Stored data entries:
* * *

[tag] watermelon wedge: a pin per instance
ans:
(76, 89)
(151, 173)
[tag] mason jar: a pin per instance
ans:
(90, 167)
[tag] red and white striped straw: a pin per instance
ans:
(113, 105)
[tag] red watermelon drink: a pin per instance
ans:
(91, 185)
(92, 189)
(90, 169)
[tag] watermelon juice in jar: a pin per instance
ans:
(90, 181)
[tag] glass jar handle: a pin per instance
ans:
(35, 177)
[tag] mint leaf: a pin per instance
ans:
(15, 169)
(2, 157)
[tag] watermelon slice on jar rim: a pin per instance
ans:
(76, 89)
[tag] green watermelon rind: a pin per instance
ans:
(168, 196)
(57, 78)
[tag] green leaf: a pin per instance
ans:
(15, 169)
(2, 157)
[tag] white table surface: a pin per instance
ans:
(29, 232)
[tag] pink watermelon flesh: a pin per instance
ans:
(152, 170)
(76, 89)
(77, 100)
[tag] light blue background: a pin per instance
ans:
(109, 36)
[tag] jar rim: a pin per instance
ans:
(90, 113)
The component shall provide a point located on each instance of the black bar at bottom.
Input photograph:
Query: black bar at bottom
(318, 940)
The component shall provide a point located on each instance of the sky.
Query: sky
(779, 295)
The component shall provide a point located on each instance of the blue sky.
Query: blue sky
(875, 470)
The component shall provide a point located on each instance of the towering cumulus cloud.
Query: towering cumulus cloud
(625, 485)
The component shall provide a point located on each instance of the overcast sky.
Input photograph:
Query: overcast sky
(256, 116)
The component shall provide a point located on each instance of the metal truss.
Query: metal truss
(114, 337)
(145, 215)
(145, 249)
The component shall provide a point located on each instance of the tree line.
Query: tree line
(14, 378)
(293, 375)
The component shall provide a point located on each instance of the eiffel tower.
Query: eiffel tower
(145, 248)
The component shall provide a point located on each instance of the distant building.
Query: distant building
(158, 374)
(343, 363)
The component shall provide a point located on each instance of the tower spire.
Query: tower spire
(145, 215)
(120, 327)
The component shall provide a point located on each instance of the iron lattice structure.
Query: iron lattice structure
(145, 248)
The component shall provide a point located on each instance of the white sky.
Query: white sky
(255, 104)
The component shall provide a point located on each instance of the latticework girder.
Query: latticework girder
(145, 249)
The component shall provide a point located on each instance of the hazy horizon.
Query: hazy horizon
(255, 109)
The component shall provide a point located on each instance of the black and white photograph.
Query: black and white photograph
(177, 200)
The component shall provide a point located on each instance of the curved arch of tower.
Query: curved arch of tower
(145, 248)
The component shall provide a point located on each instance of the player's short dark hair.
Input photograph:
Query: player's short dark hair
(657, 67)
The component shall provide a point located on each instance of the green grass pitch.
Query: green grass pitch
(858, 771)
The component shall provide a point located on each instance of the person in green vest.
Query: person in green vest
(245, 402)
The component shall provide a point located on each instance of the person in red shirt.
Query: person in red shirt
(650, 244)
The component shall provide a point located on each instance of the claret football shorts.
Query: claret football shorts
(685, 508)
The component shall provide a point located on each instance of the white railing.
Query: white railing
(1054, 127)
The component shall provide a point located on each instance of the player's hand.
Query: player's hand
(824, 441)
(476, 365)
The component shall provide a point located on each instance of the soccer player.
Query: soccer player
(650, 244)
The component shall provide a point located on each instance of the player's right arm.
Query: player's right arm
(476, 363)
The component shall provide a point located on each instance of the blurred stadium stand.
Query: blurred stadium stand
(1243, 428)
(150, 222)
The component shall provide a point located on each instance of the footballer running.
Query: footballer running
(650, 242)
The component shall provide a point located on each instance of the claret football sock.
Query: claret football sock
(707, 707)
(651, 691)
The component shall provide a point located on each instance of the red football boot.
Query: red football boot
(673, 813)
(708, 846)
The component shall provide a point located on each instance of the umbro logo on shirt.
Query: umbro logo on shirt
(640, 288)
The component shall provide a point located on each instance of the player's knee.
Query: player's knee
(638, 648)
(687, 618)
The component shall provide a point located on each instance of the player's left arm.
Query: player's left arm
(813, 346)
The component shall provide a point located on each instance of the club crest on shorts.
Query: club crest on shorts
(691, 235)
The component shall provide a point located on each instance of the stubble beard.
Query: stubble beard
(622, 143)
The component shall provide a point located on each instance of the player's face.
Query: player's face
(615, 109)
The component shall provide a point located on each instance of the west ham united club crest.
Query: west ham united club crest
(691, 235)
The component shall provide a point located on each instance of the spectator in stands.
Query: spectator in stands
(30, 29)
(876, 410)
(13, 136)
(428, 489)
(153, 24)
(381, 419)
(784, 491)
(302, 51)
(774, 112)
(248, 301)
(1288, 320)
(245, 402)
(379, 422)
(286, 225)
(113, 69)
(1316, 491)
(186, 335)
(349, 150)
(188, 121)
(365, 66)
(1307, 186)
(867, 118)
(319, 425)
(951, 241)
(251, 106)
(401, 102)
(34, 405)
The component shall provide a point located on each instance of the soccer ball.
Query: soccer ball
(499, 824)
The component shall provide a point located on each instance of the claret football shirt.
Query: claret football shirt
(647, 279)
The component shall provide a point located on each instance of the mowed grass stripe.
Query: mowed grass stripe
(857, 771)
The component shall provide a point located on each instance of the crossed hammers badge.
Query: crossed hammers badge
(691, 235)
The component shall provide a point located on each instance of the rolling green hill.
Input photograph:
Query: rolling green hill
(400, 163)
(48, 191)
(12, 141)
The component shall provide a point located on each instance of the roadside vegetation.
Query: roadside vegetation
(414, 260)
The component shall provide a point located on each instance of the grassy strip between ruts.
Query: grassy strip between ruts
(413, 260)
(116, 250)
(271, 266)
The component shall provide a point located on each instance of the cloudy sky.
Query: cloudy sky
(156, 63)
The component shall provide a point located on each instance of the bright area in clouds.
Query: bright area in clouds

* * *

* [WHAT THE TASK ASKS]: When a line in the records above contains the word "bright", copy it.

* [ANSWER SPACE]:
The component shall provide a point located on each instance of the bright area in clouds.
Query: bright area in clouds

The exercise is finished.